= Excerpted passage =
Mets Pain Isn't Limited to the Field

What will be the fallout from the 2009 season?

The fact that people were happy to hear Johan Santana needed season-ending elbow surgery is a pretty good sign that things haven't gone right in Queens this summer. The rare best-case scenario was followed by another reason for those fans to seriously question how much of themselves they should devote to following the Mets.

Omar Minaya's press conference announcing Santana's surgery, Billy Wagner's trade and injury setbacks for Oliver Perez and J.J. Putz was the latest salvo from a Mets a front office that continues to find ways to perform alchemy in reverse. Minaya, when asked if Santana's surgery was related to the elbow pain he felt during Spring Training, replied that he didn't remember Santana was hurt back then because "Spring Training was such a long time ago." 

Santana's elbow injury and the resulting fear that he might miss Opening Day was a huge story, the kind of thing that you remember when you're counting on that elbow to lead you to 20-odd wins over the course of the regular season. It's mind-boggling that Minaya could actually not remember that injury, but then he said he didn't remember what an evaluation of Santana's elbow from the All-Star break found and you wonder if there's anyone working for the Mets who cares as much about the team as those buying the tickets.

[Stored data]
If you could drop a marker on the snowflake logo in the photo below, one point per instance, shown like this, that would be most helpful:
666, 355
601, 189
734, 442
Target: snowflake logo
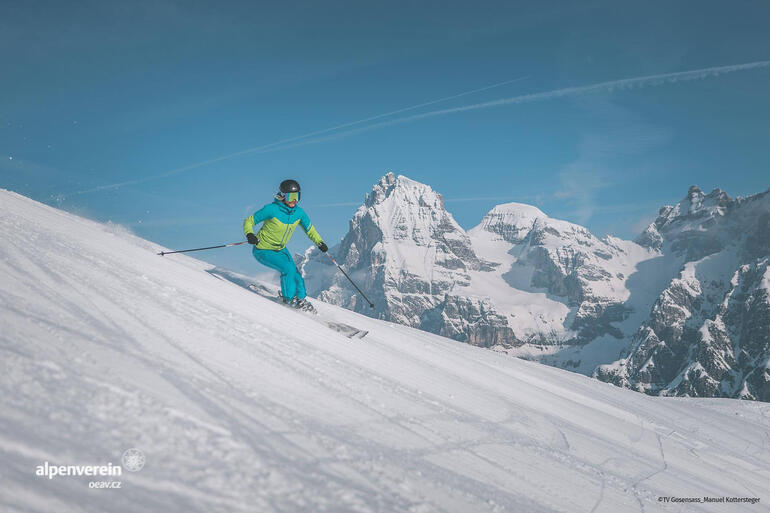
133, 460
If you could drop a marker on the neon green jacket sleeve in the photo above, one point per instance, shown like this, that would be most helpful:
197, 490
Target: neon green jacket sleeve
312, 233
256, 218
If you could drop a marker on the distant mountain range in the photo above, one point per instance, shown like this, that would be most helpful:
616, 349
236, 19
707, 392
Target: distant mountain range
682, 310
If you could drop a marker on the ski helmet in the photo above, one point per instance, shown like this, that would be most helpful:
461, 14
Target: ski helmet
289, 186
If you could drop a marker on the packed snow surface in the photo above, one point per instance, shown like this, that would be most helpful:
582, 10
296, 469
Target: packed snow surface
240, 404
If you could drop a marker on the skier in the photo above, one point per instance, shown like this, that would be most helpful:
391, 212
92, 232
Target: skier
280, 218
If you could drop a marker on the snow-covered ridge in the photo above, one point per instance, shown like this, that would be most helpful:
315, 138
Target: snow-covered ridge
240, 404
547, 289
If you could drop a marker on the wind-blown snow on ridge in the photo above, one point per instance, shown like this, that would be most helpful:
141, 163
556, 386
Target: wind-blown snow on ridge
241, 404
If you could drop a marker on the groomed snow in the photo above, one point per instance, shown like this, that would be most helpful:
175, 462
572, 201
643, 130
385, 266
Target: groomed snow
240, 404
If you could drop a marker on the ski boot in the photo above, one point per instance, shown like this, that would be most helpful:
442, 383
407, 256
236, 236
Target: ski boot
303, 305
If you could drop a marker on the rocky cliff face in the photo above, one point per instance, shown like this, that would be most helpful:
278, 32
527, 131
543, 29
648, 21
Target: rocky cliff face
683, 310
708, 333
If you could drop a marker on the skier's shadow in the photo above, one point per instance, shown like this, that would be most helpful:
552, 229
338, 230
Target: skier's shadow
242, 281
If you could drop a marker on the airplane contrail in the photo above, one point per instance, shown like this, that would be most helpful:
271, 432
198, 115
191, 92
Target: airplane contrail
265, 148
612, 85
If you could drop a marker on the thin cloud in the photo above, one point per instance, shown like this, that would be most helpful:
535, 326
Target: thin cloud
282, 143
610, 86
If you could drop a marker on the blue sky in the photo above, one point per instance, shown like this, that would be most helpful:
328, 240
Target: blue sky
153, 94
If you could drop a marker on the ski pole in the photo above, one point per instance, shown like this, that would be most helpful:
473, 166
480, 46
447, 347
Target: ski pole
351, 281
201, 249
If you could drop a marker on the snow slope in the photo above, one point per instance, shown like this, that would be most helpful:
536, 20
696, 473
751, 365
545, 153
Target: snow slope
240, 404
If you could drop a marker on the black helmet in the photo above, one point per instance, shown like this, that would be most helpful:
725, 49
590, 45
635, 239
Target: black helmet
289, 186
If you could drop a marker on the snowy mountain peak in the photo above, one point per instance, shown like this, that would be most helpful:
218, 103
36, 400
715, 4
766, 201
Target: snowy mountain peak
403, 190
510, 221
696, 212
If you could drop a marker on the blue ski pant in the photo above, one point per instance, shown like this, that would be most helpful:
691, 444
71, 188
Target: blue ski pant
292, 283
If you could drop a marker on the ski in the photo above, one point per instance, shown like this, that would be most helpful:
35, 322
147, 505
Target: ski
340, 327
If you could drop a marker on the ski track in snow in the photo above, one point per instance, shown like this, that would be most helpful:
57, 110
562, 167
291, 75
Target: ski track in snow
240, 404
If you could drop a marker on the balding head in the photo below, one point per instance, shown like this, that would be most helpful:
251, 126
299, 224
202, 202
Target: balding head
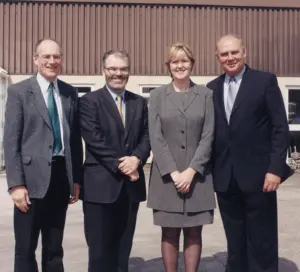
231, 53
47, 58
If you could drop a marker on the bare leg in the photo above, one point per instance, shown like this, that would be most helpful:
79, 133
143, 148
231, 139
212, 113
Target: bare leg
192, 248
170, 248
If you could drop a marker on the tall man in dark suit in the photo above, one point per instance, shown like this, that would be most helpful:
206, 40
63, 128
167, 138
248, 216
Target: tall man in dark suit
43, 157
114, 125
249, 152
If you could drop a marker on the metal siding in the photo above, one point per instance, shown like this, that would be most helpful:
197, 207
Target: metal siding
86, 31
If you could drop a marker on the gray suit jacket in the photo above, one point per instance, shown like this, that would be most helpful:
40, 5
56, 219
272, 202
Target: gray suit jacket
181, 136
28, 137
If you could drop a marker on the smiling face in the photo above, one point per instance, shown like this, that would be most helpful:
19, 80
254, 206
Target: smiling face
180, 61
116, 72
48, 59
180, 66
231, 54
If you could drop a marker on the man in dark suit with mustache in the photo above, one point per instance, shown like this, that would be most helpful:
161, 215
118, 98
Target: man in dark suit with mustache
249, 153
114, 125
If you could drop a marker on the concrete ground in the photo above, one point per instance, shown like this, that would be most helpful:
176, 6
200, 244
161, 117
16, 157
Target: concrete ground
146, 255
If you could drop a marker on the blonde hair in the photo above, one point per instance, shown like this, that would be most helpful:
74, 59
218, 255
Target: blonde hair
175, 48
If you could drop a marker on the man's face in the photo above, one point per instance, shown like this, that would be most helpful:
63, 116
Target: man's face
116, 72
231, 55
48, 60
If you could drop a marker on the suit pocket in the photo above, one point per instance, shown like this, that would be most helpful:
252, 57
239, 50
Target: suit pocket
26, 159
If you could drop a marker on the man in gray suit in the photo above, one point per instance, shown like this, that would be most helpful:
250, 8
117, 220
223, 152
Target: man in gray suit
43, 158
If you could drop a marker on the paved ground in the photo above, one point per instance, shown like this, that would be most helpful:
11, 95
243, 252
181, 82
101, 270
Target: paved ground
146, 250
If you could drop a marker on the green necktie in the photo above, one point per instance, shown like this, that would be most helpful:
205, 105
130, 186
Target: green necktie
53, 114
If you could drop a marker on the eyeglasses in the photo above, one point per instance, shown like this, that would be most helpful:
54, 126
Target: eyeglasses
115, 70
47, 58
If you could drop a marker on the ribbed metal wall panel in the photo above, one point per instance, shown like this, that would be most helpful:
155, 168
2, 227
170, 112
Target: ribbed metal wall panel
86, 31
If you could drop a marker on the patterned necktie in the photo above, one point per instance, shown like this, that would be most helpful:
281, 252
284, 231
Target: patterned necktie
54, 118
119, 105
231, 95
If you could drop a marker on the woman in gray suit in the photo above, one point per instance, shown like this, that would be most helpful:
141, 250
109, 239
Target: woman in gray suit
181, 127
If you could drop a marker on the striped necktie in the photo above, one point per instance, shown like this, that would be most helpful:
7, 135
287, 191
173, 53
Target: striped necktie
231, 95
54, 118
119, 105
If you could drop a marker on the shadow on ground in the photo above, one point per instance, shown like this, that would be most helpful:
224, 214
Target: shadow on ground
215, 263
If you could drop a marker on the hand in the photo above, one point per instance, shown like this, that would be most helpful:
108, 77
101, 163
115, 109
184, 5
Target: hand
176, 177
74, 198
187, 177
272, 183
19, 195
128, 164
134, 176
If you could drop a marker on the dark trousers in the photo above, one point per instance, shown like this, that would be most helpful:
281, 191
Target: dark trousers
250, 223
47, 216
109, 230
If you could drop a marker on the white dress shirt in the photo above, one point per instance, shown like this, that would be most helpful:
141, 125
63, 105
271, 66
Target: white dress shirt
44, 85
238, 80
114, 96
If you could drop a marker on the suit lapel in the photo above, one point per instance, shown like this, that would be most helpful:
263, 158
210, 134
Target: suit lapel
243, 90
220, 96
65, 101
130, 112
111, 106
175, 102
191, 96
39, 101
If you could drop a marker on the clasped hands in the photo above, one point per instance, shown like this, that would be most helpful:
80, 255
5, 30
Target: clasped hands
128, 166
183, 180
20, 197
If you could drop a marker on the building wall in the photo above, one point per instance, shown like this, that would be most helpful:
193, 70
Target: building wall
86, 31
136, 83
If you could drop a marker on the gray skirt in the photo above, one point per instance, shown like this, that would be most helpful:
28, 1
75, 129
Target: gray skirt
182, 220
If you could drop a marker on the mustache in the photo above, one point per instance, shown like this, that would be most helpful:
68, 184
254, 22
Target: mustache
119, 77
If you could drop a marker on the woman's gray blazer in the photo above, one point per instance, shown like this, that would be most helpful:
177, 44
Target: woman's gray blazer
181, 137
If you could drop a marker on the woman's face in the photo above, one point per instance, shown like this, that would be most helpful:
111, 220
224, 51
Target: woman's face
180, 66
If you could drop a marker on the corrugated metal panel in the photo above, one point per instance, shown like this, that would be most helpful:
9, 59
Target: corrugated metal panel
145, 31
244, 3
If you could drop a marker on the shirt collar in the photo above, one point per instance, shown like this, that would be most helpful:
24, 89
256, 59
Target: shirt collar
114, 94
238, 77
44, 83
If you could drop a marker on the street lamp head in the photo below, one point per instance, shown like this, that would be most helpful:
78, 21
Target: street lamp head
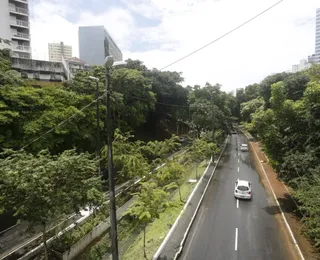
93, 78
120, 64
108, 62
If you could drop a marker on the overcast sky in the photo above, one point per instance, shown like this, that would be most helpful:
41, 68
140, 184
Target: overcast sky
159, 32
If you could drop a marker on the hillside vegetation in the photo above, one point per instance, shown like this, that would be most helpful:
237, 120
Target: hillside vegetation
283, 111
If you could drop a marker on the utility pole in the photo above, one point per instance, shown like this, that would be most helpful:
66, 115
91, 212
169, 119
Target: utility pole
98, 146
112, 200
108, 63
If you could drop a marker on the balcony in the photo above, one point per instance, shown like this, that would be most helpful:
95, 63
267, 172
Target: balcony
18, 10
20, 23
21, 36
22, 48
21, 1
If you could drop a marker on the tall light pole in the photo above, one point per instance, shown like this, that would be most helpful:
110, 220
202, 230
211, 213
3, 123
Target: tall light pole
98, 145
108, 63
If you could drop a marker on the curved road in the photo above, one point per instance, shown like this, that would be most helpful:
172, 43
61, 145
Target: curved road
229, 229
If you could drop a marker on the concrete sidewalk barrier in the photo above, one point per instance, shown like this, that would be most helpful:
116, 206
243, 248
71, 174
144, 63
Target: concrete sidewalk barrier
178, 219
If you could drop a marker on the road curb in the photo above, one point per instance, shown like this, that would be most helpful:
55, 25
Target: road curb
168, 236
276, 199
199, 204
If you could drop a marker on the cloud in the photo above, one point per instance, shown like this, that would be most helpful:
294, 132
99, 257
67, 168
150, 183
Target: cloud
269, 44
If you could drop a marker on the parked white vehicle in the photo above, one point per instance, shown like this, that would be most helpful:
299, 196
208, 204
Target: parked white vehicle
244, 148
243, 189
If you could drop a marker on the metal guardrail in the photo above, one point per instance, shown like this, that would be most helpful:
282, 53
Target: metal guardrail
27, 244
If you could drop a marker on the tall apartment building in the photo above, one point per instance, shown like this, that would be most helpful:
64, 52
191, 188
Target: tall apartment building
56, 50
95, 43
15, 26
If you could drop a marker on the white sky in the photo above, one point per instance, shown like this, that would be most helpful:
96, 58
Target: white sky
271, 43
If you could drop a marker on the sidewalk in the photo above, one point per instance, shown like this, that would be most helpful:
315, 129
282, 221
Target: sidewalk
172, 245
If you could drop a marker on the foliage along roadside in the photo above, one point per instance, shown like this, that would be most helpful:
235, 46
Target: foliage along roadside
283, 111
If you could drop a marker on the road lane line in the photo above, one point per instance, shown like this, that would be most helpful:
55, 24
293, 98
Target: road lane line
278, 204
236, 241
197, 208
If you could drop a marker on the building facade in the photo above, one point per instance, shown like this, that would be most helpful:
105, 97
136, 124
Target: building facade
57, 50
303, 65
15, 26
73, 66
95, 43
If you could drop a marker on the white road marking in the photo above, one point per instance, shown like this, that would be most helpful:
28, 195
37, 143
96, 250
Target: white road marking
278, 204
236, 240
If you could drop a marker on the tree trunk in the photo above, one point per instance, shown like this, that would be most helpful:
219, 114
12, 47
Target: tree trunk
144, 242
44, 240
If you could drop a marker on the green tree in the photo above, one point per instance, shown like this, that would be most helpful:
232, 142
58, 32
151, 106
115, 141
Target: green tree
43, 188
151, 201
129, 160
250, 107
200, 151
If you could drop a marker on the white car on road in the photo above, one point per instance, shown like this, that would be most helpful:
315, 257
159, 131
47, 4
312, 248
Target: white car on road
244, 148
243, 189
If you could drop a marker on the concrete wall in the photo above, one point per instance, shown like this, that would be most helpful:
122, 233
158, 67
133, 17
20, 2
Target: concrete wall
39, 69
84, 242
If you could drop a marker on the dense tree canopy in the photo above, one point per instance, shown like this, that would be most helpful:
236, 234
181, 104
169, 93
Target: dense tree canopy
285, 116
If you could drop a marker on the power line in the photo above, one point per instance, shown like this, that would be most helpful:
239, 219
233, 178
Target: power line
172, 63
222, 36
63, 122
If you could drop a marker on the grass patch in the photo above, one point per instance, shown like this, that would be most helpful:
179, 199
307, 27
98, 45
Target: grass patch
157, 230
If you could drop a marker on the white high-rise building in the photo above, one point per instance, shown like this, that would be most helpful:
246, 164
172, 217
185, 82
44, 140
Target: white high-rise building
15, 26
56, 50
303, 65
95, 43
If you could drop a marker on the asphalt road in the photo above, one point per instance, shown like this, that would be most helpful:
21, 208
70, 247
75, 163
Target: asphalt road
226, 228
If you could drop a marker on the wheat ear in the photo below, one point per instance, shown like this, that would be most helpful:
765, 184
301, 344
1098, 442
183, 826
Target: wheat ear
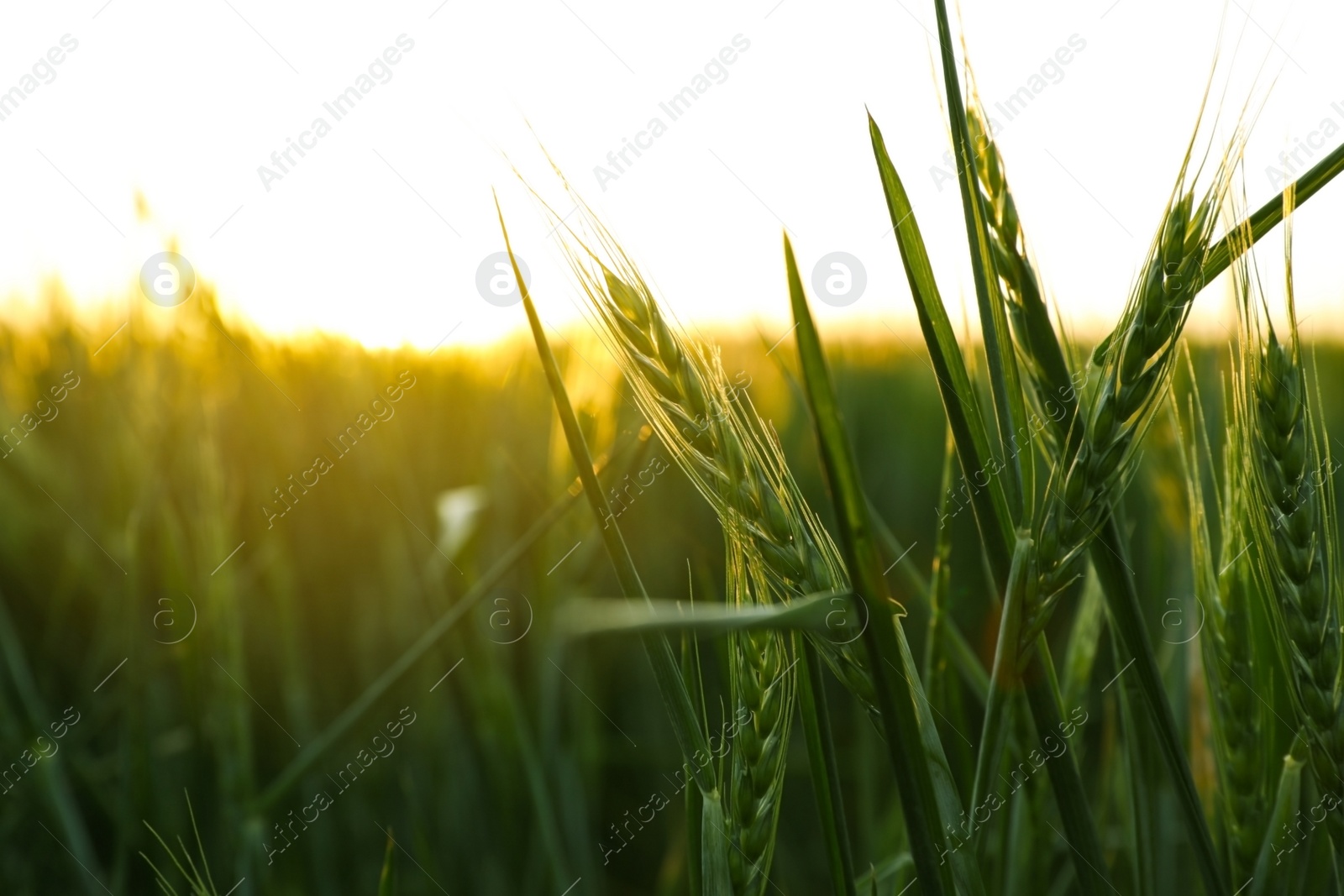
1290, 501
1241, 723
1133, 369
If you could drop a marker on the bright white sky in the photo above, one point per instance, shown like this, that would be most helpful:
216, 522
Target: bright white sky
378, 231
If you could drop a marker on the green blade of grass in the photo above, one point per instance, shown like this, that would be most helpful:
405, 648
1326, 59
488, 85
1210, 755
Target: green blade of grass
826, 773
585, 617
676, 700
1273, 869
354, 712
1065, 778
1005, 678
386, 886
1084, 640
958, 396
1108, 555
55, 782
911, 739
1010, 403
1269, 215
972, 443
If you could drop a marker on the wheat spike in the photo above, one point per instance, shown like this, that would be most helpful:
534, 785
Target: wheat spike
776, 546
719, 441
1290, 499
1241, 723
1133, 369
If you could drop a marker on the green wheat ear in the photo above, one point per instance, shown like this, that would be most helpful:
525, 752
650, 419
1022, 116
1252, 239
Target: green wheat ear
1241, 723
1133, 367
717, 437
1287, 476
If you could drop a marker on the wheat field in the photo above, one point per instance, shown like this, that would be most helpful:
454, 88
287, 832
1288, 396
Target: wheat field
632, 607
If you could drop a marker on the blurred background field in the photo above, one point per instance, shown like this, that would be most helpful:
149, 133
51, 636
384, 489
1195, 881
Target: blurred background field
134, 517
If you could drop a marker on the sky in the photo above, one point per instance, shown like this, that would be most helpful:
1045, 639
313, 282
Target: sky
168, 123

= Work instructions =
(a) Transcribe the portion of the Mets column running from "Santana's elbow injury" down to "buying the tickets.".
(b) For the Mets column, state whether each statement agrees with the text (yes or no), quoting the words that decide it: (i) Johan Santana needed surgery that ended his season. (ii) Billy Wagner was among the players whose injury setbacks were announced. (iii) The press conference covered injury setbacks for Oliver Perez and J.J. Putz.
(c) Take the column on the Mets' 2009 season further, starting right after its final sentence.

= Answers by item number =
(a)
Santana's elbow injury and the resulting fear that he might miss Opening Day was a huge story, the kind of thing that you remember when you're counting on that elbow to lead you to 20-odd wins over the course of the regular season. It's mind-boggling that Minaya could actually not remember that injury, but then he said he didn't remember what an evaluation of Santana's elbow from the All-Star break found and you wonder if there's anyone working for the Mets who cares as much about the team as those buying the tickets.

(b)
(i) Yes: "Johan Santana needed season-ending elbow surgery"
(ii) No: "Billy Wagner's trade"
(iii) Yes: "injury setbacks for Oliver Perez and J.J. Putz"

(c)
Take Minaya at his word, that he doesn't remember key facts about the health of his team's best pitcher, and it is impossible to explain how he is allowed to remain the general manager. If you don't believe he's telling the truth, then he's continuing a run of obfuscation and dishonesty that has marked many of his public appearances this season. When it comes to strange things to feel good about, elbow surgery has nothing on organizational disarray. 

And that's going to be a problem for the team this offseason. It goes beyond people getting saddled with a rise in ticket prices and finding whatever complaints about what is, overall, a spanking new stadium that puts Shea to shame. It is a team that pushed Santana, Carlos Beltran and Jose Reyes on the field with injuries, a team that allowed rogue executives to act like complete buffoons and a team that rewarded the guy who oversaw it all with a guaranteed job for the 2010 season.

This is what the Mets are trying to sell a fanbase that's already put off by what happened in 2007 and 2008, and it will be quite interesting to see how successful they are at making it work.